* [Short problem] Take the line that contains "Tag the distant" as the first line and the last line of the material below as the final one; reproduce exactly the lines between, inclusive.
========================================================================
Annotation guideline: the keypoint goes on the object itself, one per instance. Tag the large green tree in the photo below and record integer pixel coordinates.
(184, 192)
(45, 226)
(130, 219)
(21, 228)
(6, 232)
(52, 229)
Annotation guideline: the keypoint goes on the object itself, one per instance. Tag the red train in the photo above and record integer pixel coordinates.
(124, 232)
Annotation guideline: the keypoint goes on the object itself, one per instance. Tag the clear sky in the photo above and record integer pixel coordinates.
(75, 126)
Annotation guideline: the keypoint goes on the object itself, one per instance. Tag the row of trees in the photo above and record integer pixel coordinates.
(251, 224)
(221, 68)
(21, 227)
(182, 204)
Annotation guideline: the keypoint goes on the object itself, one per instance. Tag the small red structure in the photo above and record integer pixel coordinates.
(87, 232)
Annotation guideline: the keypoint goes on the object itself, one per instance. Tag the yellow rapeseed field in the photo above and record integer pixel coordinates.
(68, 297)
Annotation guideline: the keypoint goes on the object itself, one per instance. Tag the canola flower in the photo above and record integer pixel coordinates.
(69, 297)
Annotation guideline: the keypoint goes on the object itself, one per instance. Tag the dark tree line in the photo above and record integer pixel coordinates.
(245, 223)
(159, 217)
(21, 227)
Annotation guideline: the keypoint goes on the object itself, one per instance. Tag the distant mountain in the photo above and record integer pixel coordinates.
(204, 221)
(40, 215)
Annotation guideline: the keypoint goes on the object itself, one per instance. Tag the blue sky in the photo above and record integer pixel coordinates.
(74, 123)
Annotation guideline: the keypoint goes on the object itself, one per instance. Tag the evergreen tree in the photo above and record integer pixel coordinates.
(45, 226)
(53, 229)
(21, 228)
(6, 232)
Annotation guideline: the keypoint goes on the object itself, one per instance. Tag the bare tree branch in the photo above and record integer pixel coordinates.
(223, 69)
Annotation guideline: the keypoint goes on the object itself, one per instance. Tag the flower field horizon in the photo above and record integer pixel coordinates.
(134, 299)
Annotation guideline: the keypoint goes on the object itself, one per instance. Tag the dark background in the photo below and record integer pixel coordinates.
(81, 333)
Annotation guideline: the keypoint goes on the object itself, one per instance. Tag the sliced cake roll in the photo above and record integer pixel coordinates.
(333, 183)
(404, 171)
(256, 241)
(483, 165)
========================================================================
* [Exercise solution]
Annotation guideline: the keypoint goes on the object itself, one per instance. Tag the distant mountain in the photo above and record integer pixel coordinates.
(204, 221)
(40, 215)
Annotation guideline: the keypoint goes on the object itself, one per instance. Tag the blue sky in the photo above and record integer pixel coordinates.
(74, 123)
Annotation guideline: the keypoint goes on the object itself, one per instance. Tag the evergreen tree in the photo above and record integer pixel coordinates.
(45, 226)
(53, 229)
(21, 228)
(6, 232)
Annotation guideline: the keypoint goes on the object itself, one per instance. Tag the bare tree branch in the photo above and record integer pixel coordinates.
(223, 69)
Annotation guideline: the keypoint goes on the object itself, one per instance. Tag the flower field horizon in the photo above and record integer pixel coordinates.
(134, 299)
Annotation guideline: the keypoint goes on the object itself, one per instance. Tag the dark background in the photo below and record integer pixel coordinates.
(81, 333)
Annotation guideline: the keypoint goes on the object itself, one per instance. Tag the sliced cake roll in the photo above and record integer pixel coordinates.
(333, 183)
(404, 171)
(256, 241)
(483, 165)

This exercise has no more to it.